===== Text segment =====

We come here today to honor the men and women who have gone on before us, they who were lifted from the Earth 30 years ago today, they who were determined to venture into the far reaches of space, they who met with tragedy instead, a tragedy that still causes pain in the hearts of not only those of us who knew them but in all of us who believe in our future in the great beyond, the great beyond of our solar system and, yes, even the stars.

I was in Japan that day, there to train the first Japanese astronauts who were to join us in a Spacelab mission. The schedule showed that in all probability they would fly aboard one of America's sleek space shuttles, the one called Challenger.

Although I was not there, I was told it was not a normal day at Cape Canaveral. Ice was on the launch pad, icicles hung from the tower. Yet, the sky was blue, the air clean. The countdown, after days of frustration, was at last proceeding. An expectation was in the air. Challenger was going and where it would go, so would its crew and, in a way, so would we all.

The call in Japan was very early in the morning. In disbelief, I heard that Challenger had come apart in the sky. How it had happened, my caller didn't know, just that it had. Within a few days, the mission for the Japanese astronauts was put on hold for how long, we didn't know. For all we knew, it might be permanent. I came home, home to Huntsville, home to Marshall Space Flight Center, home to a shaken agency, a shaken country, a shaken dream.

As the tragedy unfolded, and we began to learn the physical causes of the accident, the national media and many elected officials kept demanding: Of what value is all this? Is it worth seven lives or even one life? Why proceed? Maybe what we should do is just give up. Maybe this was the reckoning that had always been there, the bitter fruit of an endeavor that is too much for the grasp of mere humans.

I had met all the crew and knew fairly well El Onizuka. El came up to Marshall often, to put on a space suit and venture underwater in the Neutral Buoyancy Simulator. I was often his safety diver. He was a brilliant man with a fine sense of humor. All of us at the tank liked him a lot. I also met another of the crew. Christa McAuliffe. The teacher in space. She came to the Neutral Buoyancy Simulator on a tour and I was there that day. We only shared a few words but her excitement for all things space was truly evident. She was on a mission to show school children in the country and the world the value of education, the value of exploration, the value of pushing into the high frontier.


There is a beauty in anything well done, and that goes for a life well lived. Christa lived a fine, productive life.

She was not afraid. None of them were afraid. And that was why we were and are not afraid to continue her dream which we do today.

There are many space programs in the world today. In many ways, they share the dream with us. How could they not? We are all humans. But we often forget, in our rush to be inclusive and fair, that there is something unique about any great endeavor in which Americans are part and this is especially true of the movement into space, there to explore and even live.

We represent a minority but very important view in this world of people as individuals. From our founding as a nation, we have believed that we have the natural right to be free, that no man or woman is inherently greater than another, that we do not have to accept tyranny as a way of life, that we can remake and reshape ourselves any way we like without others telling us we can't.

=====

**Stated problem A**
Count how many lines in the rows below contain the string "hind", with case counting, and give only that number.

===== Data shown =====

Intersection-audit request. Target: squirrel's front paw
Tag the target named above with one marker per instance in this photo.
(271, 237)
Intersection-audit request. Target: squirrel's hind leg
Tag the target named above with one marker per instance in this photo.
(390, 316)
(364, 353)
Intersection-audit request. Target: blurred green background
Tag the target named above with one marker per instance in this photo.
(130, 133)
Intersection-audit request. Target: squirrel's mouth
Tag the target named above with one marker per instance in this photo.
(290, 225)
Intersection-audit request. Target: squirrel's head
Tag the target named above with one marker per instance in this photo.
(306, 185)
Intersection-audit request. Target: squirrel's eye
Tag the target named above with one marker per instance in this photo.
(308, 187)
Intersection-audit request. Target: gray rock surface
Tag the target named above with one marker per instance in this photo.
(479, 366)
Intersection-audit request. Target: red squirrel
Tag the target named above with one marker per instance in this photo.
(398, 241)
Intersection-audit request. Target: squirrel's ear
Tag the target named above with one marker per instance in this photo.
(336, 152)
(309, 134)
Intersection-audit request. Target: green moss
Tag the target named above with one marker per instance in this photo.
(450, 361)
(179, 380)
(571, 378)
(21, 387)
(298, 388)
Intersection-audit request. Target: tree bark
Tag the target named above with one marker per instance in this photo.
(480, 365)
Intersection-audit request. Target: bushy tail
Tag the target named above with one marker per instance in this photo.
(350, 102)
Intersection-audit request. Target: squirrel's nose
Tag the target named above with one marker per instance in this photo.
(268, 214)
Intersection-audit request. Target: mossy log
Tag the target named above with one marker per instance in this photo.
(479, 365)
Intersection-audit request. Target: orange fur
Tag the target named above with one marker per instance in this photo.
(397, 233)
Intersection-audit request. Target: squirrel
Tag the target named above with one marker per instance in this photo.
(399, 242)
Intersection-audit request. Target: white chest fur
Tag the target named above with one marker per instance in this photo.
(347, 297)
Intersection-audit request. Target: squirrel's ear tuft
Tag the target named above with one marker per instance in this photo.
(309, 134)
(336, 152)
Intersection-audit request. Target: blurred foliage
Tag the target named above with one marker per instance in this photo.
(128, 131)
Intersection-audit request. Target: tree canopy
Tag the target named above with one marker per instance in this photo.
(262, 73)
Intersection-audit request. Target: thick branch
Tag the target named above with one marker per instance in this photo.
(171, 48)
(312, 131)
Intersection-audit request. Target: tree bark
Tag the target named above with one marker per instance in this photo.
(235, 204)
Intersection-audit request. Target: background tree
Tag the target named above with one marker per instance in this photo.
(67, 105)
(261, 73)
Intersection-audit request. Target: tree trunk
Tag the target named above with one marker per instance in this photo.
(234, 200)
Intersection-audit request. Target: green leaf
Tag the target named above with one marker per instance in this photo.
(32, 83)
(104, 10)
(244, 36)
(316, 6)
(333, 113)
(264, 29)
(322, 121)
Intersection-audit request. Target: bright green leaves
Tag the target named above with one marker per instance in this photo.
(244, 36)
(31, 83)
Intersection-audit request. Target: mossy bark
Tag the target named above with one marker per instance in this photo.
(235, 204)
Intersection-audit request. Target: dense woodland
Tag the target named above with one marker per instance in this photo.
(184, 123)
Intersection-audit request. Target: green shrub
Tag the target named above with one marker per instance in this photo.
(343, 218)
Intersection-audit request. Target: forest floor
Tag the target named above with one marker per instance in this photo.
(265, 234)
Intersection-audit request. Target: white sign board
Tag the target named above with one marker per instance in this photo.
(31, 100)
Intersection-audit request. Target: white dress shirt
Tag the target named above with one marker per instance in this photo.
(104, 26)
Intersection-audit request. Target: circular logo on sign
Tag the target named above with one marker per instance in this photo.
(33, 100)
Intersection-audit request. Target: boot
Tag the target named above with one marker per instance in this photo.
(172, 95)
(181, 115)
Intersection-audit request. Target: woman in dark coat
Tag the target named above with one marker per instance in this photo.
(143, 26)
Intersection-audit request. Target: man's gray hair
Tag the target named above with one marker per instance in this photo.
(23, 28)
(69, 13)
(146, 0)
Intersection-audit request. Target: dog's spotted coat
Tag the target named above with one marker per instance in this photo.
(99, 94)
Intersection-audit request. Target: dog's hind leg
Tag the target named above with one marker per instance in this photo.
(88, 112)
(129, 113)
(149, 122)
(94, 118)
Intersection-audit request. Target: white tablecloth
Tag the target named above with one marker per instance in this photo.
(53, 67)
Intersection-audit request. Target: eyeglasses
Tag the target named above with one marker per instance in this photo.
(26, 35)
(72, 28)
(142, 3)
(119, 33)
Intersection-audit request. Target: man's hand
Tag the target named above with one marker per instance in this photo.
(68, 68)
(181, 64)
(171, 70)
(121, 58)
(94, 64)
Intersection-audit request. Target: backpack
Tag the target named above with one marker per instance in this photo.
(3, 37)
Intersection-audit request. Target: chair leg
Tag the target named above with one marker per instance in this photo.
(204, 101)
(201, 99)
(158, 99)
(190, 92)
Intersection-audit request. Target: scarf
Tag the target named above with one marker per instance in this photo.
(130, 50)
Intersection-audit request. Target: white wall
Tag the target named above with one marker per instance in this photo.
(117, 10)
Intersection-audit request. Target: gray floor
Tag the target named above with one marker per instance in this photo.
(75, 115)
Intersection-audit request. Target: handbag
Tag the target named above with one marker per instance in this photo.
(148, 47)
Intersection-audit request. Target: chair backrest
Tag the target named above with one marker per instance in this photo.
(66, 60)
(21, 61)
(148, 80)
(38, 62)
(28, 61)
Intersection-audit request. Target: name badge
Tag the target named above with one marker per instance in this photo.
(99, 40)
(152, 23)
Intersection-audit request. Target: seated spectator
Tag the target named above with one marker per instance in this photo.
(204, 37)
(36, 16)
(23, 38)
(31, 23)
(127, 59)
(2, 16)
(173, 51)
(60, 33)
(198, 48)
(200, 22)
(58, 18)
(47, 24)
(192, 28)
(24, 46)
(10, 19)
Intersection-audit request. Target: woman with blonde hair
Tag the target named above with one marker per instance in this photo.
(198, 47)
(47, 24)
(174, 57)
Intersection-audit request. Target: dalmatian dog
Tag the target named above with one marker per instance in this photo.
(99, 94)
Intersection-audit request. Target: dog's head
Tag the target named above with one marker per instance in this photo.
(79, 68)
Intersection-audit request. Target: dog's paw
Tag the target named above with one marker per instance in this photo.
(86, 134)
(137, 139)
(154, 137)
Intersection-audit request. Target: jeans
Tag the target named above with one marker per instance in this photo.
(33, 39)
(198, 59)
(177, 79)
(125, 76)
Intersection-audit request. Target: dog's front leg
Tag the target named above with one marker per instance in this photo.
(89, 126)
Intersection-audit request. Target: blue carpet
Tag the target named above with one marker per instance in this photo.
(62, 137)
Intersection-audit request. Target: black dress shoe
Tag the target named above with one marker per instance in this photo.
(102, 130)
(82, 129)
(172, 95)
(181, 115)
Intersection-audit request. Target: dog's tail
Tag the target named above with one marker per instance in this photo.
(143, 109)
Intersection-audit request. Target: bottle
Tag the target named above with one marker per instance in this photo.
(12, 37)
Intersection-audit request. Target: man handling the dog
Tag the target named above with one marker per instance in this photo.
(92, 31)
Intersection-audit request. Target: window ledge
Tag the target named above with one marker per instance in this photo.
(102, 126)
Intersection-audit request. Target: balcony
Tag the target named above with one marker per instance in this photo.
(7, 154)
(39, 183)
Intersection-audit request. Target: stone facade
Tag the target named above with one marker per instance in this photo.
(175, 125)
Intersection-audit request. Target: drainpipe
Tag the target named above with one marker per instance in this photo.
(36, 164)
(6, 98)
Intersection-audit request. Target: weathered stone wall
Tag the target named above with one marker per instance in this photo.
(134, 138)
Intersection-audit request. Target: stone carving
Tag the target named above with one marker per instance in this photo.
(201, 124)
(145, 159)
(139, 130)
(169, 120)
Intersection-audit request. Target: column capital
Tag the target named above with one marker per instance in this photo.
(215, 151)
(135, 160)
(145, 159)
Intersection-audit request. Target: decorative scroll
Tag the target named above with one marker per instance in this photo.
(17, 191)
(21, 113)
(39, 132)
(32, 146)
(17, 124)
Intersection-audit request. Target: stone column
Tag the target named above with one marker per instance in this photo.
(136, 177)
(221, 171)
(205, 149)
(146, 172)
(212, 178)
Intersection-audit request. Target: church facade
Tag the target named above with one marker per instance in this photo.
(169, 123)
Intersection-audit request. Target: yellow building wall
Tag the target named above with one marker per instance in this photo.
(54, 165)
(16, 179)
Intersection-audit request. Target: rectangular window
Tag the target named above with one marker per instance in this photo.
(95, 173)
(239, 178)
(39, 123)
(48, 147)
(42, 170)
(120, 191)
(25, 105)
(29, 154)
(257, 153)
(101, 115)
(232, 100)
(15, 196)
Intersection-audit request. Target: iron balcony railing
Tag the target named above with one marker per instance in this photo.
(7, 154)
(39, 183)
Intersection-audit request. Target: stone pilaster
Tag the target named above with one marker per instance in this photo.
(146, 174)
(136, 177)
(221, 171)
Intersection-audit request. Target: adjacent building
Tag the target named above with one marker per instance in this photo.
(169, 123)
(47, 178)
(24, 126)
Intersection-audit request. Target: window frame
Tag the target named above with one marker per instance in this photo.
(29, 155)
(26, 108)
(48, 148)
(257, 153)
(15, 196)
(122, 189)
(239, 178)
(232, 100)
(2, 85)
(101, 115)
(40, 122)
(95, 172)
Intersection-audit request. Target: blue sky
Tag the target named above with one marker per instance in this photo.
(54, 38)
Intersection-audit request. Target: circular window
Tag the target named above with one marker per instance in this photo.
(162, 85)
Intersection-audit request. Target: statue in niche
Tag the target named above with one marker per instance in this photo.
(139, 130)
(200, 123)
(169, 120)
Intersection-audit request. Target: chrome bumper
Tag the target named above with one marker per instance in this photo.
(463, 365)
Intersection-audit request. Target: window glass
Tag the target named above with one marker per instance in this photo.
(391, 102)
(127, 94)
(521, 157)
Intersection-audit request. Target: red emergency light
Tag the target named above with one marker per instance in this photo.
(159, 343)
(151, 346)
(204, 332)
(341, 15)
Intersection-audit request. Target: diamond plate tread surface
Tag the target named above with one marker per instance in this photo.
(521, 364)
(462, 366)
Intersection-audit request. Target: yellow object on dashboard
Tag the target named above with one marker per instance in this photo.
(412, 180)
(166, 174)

=====

**Stated problem B**
Write out everything in the Challenger speech from "We represent a" down to "us we can't.", substituting "oppression" for "tyranny".

**Solution A**
2

**Solution B**
We represent a minority but very important view in this world of people as individuals. From our founding as a nation, we have believed that we have the natural right to be free, that no man or woman is inherently greater than another, that we do not have to accept oppression as a way of life, that we can remake and reshape ourselves any way we like without others telling us we can't.